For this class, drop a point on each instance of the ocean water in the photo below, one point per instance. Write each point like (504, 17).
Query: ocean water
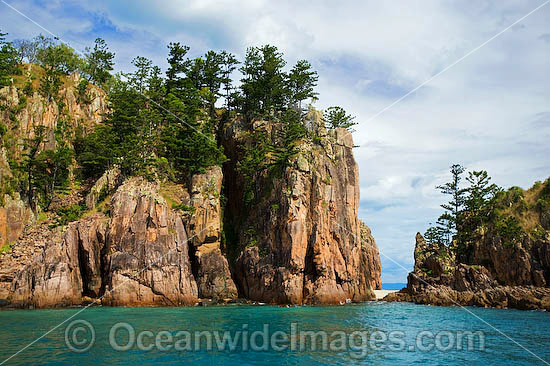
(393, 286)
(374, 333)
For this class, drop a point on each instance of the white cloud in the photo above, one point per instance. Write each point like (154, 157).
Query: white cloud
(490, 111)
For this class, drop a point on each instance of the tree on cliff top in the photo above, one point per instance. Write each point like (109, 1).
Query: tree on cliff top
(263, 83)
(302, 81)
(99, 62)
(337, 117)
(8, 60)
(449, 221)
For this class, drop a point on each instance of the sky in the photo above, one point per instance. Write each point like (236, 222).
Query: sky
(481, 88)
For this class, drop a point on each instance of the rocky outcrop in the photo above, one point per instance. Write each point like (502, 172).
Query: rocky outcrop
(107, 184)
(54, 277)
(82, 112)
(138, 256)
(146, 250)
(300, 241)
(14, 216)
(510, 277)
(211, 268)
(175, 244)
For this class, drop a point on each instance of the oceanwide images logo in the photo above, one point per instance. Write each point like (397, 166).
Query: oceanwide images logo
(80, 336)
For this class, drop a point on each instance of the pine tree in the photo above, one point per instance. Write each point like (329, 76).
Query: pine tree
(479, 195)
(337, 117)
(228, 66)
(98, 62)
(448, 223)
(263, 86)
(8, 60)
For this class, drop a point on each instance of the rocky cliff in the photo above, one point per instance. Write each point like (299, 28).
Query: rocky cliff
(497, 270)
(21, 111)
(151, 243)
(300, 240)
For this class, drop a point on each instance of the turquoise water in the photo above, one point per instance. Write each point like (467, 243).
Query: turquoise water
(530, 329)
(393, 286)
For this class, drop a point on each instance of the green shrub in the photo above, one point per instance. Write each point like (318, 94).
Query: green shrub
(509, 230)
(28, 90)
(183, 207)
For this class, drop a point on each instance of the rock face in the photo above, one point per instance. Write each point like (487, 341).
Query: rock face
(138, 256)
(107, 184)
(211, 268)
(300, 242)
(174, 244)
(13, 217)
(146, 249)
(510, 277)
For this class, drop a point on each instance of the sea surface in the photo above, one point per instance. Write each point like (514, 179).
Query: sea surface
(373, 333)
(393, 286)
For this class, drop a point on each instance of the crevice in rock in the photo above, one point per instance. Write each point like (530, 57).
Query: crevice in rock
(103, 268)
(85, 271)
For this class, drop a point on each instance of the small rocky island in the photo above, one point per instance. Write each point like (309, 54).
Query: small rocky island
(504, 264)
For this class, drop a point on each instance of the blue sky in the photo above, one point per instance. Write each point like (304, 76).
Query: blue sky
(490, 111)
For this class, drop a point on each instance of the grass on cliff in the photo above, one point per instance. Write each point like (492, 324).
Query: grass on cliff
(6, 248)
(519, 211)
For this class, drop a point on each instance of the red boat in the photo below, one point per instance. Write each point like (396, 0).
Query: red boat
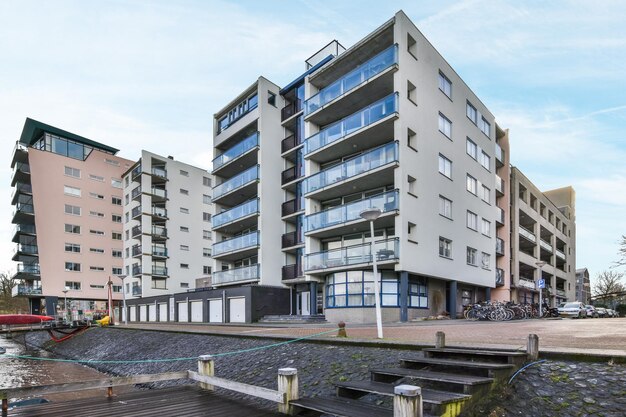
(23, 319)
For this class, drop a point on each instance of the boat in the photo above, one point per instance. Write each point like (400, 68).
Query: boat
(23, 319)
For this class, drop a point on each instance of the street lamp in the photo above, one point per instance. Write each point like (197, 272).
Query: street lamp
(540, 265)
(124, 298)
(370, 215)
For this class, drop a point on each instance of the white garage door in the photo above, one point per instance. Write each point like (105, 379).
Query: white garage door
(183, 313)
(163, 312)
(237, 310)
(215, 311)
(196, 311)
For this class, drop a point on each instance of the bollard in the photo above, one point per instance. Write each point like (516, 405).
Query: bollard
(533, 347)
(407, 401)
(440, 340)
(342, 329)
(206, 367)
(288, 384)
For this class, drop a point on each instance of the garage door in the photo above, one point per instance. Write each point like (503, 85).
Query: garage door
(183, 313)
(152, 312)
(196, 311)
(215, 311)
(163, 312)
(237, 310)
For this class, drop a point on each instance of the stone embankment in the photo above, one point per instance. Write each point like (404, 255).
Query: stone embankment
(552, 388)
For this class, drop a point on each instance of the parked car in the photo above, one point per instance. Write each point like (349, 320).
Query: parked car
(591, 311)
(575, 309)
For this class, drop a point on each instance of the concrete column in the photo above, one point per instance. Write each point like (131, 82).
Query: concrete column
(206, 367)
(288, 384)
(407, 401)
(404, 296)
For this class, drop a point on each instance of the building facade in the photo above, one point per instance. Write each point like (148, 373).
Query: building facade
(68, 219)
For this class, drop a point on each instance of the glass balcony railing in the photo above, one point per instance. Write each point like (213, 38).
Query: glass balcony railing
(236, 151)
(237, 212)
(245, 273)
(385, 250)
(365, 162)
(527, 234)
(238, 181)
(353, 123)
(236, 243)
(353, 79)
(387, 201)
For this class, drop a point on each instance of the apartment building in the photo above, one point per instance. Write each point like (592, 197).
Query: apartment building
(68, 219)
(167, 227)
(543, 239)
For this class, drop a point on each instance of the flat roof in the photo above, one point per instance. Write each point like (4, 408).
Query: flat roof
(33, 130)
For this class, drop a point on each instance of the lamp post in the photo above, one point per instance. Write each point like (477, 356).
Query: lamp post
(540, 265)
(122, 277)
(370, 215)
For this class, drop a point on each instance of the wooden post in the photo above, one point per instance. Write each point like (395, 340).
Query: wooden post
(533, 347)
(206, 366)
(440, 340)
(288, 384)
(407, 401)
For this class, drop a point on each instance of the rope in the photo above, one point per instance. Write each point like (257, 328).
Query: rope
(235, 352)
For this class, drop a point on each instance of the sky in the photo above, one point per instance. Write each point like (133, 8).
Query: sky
§
Skipping any pictures, copy the entries exactly as they appear.

* _Task solution_
For this class, drop a point on each instance of the ocean water in the photo below, one point per instance. Write each point like (504, 17).
Query: ocean water
(393, 286)
(374, 333)
For this class, drop a point on each instance of the white cloud in the photo above, one point per instance. Write each point like (154, 157).
Query: white cloud
(490, 111)
For this class, drop a point on each instance of the tree on cliff top in the photo above, one point per instance. Write each point like (109, 1).
Query: tree on cliff top
(263, 83)
(302, 81)
(99, 62)
(337, 117)
(8, 60)
(449, 221)
For this class, drop a point on each instance of the sky in the photo above, one point per instance. Write each point like (236, 222).
Query: sky
(481, 88)
For this class, drop a point on each instance of the rocky outcrop in the photo above, one point per instance. Write each point like (502, 172).
Query: rocky outcrop
(107, 184)
(54, 277)
(82, 112)
(138, 256)
(146, 250)
(300, 241)
(14, 216)
(510, 277)
(211, 268)
(175, 244)
For this class, drop a point on each instance of the oceanwide images logo in the photo above, one point per instance. Write each point like (397, 166).
Query: oceanwide images logo
(80, 336)
For this class, drop a point on each instance of the pine tree in the photo above, one point per instance. Write each point like (329, 76).
Query: pine tree
(479, 195)
(337, 117)
(228, 66)
(98, 62)
(448, 223)
(263, 86)
(8, 60)
For this class, drop a point on each instance of the rocky cliff in the photo above, one point per instance. Write each point like (299, 28).
Query: rocky cliff
(497, 270)
(21, 111)
(151, 243)
(300, 240)
For this class, drop a point on each instance of the turquoise water in the photo above, one point per instance. Write each point like (467, 243).
Query: turquoise water
(530, 329)
(393, 286)
For this class, drop a point on each instance of the green shrub in the photo above, one point per instance. Write each point like (318, 94).
Query: green shrub
(509, 230)
(28, 90)
(183, 207)
For this class, drop a point on each instance of the rock face in the photo above, one point per instance. Write each point like (487, 341).
Query: rock face
(138, 256)
(107, 184)
(211, 268)
(300, 242)
(174, 244)
(13, 217)
(146, 249)
(510, 277)
For this class, drop a point on each instance of the sea surface in the photo above, one point per instance. Write each point like (514, 179).
Query: sea surface
(373, 333)
(393, 286)
For this class, drop a point on each instance of the crevice in rock in the photo above, one point per instance. Write each point like (530, 57).
Query: crevice in rock
(103, 268)
(85, 271)
For this class, drop a point on each instance of the small rocky island in the photo above, one point per instance. Write each point like (309, 54).
Query: small rocky island
(504, 264)
For this class, drop a point on each instance of the blue sky in the photo above, one point per instance. Write each point like (304, 76).
Query: blue sky
(490, 111)
For this class, drop a point on each instance of the grass on cliff in the photo above, one point per instance. Write each point like (492, 324).
Query: grass on cliff
(6, 248)
(519, 211)
For this class, drop a point on each instance of the red boat in the photo below, one point per instance. Write each point like (396, 0).
Query: red boat
(23, 319)
For this class, drop a point on each instance of the boat in the photo above, one point per instance. Write each point like (400, 68).
Query: boat
(23, 319)
For this class, drop a point on each instance of the street lamp in the photo above, one point per instance. Write each point like (197, 272).
Query: street lamp
(540, 265)
(124, 298)
(370, 215)
For this class, drop a point on each instance of the white garage door in the photo above, one point per instance. Write each point like (105, 379).
Query: white garage door
(183, 313)
(163, 312)
(237, 310)
(215, 311)
(196, 311)
For this class, drop a point on each instance of the bollard in the photo above, one point per instance. Write each point like (516, 405).
Query: bollard
(533, 347)
(407, 401)
(440, 340)
(342, 329)
(206, 367)
(288, 384)
For this class, drop a point on each instance of the garage door in the photo above, one point per instance. Write each point like (503, 85).
Query: garage door
(183, 313)
(152, 312)
(196, 311)
(215, 311)
(163, 312)
(237, 310)
For this class, drop a point on each instance of the stone embankment in the photo above, one point per instance. Write each point like (404, 255).
Query: stone embankment
(552, 388)
For this class, drop a point on each instance of the parked car in the photo above, one point per instance. Write each point like (349, 320).
Query: parked car
(591, 311)
(575, 309)
For this class, drop a point on each instance of the concrete column in the photo above, one point per instance. Write each point like (131, 82).
Query: concrete column
(206, 367)
(288, 384)
(407, 401)
(404, 296)
For this class, drop a point on each instance of the building facade in the photo above, one point per instance. Write each point like (148, 373).
Query: building facade
(68, 219)
For this class, drop a point on each instance of the glass balcony railing in the photo above, one point per instance. Write each point like (213, 38).
Query: glass balcony railing
(236, 151)
(237, 212)
(245, 273)
(385, 250)
(365, 162)
(527, 234)
(238, 181)
(353, 123)
(236, 243)
(353, 79)
(387, 201)
For this class, drop a point on each instance of the apartment building in the photo above, one point per instance. Write each point like (592, 197).
Query: apartment building
(68, 219)
(167, 227)
(543, 239)
For this class, drop a point on each instance of the flat roof in the photo above, one point per instance. Write each point like (4, 408).
Query: flat roof
(33, 130)
For this class, drop a point on each instance of the lamp post in the photo above, one point per instance. Write each point like (477, 356).
Query: lamp post
(540, 265)
(122, 277)
(370, 215)
For this class, drop a point on each instance of the wooden post in the photo above, one point per instance. Write each point like (395, 340).
Query: wooden post
(533, 347)
(206, 366)
(440, 340)
(288, 384)
(407, 401)
For this class, drop a point on each instance of the rope in the photo above, one point per instance. Write each point like (257, 328).
Query: rope
(235, 352)
For this class, drop a point on each instance of the sky in the photo above, one point per instance. Write each point like (133, 8).
Query: sky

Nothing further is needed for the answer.